▶ _Material provided_
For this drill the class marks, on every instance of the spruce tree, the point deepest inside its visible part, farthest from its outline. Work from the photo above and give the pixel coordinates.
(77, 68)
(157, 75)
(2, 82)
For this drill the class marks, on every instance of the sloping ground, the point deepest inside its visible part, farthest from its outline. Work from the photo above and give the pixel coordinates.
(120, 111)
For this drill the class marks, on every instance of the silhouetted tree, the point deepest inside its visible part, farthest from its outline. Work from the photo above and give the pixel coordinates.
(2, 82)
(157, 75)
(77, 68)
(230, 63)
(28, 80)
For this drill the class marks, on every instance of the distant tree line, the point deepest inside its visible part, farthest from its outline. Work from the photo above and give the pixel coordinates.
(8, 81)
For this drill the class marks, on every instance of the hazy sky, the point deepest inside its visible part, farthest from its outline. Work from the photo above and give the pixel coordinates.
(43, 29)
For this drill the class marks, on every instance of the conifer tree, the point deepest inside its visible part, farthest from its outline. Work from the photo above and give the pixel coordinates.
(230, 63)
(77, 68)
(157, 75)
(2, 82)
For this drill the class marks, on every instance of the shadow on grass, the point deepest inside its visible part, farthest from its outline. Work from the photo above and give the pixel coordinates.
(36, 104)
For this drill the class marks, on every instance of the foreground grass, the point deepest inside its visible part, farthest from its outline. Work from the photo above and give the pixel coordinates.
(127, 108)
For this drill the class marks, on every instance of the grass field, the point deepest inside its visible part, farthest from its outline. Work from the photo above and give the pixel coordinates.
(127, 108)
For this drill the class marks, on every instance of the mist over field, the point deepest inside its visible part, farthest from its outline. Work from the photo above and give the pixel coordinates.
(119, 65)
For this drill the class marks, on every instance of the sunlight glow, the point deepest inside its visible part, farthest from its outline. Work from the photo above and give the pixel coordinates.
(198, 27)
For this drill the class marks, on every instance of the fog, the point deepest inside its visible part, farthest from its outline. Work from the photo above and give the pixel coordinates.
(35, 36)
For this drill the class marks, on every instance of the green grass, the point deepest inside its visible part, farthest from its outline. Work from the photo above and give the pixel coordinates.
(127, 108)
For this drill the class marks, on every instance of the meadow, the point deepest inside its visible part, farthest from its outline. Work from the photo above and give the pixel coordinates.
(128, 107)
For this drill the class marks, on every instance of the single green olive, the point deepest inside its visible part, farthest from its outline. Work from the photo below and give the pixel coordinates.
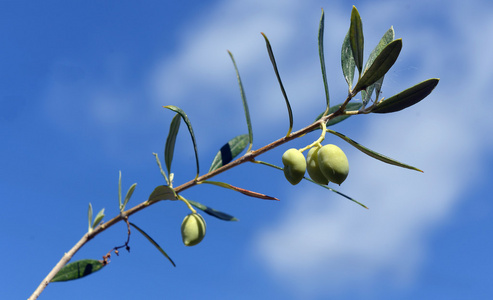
(333, 163)
(193, 229)
(294, 165)
(313, 168)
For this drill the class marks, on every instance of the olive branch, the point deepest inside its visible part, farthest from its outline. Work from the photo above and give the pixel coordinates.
(368, 84)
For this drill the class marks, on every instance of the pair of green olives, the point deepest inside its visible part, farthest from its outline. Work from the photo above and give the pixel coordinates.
(324, 164)
(193, 229)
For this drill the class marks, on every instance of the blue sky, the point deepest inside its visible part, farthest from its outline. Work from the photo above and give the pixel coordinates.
(82, 88)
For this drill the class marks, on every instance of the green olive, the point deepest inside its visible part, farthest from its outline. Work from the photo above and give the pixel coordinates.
(333, 163)
(294, 165)
(313, 168)
(193, 229)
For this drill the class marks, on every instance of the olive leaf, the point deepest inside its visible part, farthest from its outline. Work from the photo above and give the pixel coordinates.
(372, 153)
(229, 151)
(98, 218)
(322, 58)
(89, 217)
(78, 269)
(151, 240)
(245, 105)
(210, 211)
(162, 192)
(347, 61)
(407, 97)
(128, 196)
(356, 38)
(243, 191)
(337, 192)
(384, 41)
(273, 61)
(190, 129)
(169, 148)
(382, 64)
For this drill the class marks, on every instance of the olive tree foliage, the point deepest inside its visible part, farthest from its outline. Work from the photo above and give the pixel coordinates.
(326, 164)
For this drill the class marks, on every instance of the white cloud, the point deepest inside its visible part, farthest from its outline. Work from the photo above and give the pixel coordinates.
(324, 242)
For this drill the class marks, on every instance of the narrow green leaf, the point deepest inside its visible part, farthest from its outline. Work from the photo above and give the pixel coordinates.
(356, 38)
(337, 192)
(169, 149)
(382, 64)
(245, 105)
(89, 216)
(237, 189)
(322, 57)
(128, 196)
(210, 211)
(372, 153)
(273, 60)
(229, 151)
(190, 129)
(384, 41)
(78, 269)
(162, 192)
(350, 106)
(306, 178)
(98, 219)
(407, 97)
(119, 188)
(154, 243)
(347, 61)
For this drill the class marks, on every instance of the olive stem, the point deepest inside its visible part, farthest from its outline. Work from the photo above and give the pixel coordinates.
(248, 157)
(180, 197)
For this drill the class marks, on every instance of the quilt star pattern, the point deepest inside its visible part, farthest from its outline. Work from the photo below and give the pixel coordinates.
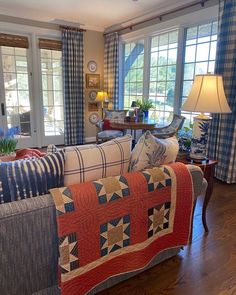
(119, 224)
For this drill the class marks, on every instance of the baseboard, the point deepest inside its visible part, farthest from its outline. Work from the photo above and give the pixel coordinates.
(90, 139)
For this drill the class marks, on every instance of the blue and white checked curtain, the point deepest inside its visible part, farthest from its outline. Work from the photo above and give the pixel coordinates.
(72, 64)
(222, 136)
(111, 68)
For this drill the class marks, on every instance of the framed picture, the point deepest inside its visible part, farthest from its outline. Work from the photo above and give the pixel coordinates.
(92, 66)
(92, 94)
(93, 81)
(93, 118)
(92, 106)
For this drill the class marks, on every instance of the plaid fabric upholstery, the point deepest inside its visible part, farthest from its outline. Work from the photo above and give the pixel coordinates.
(111, 67)
(222, 135)
(31, 177)
(72, 60)
(87, 163)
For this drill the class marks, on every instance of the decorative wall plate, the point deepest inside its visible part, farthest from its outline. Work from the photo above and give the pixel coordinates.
(92, 66)
(92, 94)
(93, 118)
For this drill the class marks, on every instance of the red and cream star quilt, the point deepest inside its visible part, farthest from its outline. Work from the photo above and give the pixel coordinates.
(118, 224)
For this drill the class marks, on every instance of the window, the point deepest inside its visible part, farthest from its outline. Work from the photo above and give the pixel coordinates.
(15, 86)
(162, 75)
(187, 51)
(200, 52)
(52, 87)
(133, 62)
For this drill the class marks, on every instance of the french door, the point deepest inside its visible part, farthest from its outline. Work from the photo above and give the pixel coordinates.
(15, 92)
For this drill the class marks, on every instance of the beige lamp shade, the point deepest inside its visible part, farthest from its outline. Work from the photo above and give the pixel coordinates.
(102, 96)
(207, 95)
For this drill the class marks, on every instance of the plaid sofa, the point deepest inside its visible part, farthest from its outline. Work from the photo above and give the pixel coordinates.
(29, 247)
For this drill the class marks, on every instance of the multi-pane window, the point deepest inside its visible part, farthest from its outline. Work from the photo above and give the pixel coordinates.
(16, 88)
(133, 61)
(200, 53)
(52, 87)
(162, 75)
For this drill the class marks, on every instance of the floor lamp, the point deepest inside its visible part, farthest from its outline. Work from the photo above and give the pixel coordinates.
(102, 97)
(206, 96)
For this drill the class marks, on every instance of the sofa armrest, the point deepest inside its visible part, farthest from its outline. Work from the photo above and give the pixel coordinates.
(199, 182)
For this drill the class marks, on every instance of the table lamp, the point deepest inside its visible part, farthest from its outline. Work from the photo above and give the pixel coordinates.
(206, 95)
(102, 97)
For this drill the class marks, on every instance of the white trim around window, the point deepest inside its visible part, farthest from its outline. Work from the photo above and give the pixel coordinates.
(181, 24)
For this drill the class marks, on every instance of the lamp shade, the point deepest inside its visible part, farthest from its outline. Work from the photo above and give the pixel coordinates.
(207, 95)
(133, 104)
(102, 96)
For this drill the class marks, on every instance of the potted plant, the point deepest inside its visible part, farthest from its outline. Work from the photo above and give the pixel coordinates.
(184, 139)
(145, 105)
(8, 143)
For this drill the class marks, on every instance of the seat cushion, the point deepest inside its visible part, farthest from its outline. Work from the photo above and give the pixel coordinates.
(109, 134)
(30, 177)
(87, 163)
(151, 151)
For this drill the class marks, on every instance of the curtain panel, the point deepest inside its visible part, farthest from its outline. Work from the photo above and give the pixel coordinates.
(111, 68)
(222, 135)
(72, 65)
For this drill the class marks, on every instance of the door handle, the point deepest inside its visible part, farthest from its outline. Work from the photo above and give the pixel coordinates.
(3, 109)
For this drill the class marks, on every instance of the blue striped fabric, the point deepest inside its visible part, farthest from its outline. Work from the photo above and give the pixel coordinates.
(111, 67)
(73, 67)
(31, 177)
(222, 134)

▶ _Exercise directions_
Return every line from the one holding "the white trim" through the end of the data, exactly as it appears, with both ends kept and nothing else.

▶ _Correct answer_
For this drill the class marks, on every instance of the white trim around window, the point deepest inside its visible part, farthest from its outline. Work from the photo above and give the pixel coordinates.
(181, 24)
For this drill the class marks, on every instance of the lamp shade, the point deepest inside its visible part, farthest from its outline. Work from the photo above and give the pixel coordinates.
(207, 95)
(133, 104)
(102, 96)
For this drill the class marks, on every instance of the potted plant, the point deepest inside its visible part, farthest from its outline. Work from the photo above and give the pixel coordinates.
(184, 139)
(145, 105)
(8, 143)
For this drill the class marks, on every instance of the seat cushion, the point deepest inside its visible part, farthest from its outline. Work from the photo above and give the pixel coordinates.
(109, 134)
(30, 177)
(87, 163)
(151, 151)
For this drill the class marks, on every instance of the curtain panel, the point deepest inside its visible part, farthest from its outline. Work from the photo above and give the pixel coordinates.
(111, 68)
(222, 135)
(72, 65)
For this drill the class marks, on every instance of the door handle, the point deepest inside its visible part, farthest from its outline. Work from the photo above and give the pixel coordinates.
(3, 109)
For this drill the class marks, on every instance of the blue striped fabric, the point deepest inside its visible part, farthest from its outline. Work from the photo above and give the pixel coordinates.
(111, 67)
(73, 67)
(31, 177)
(222, 134)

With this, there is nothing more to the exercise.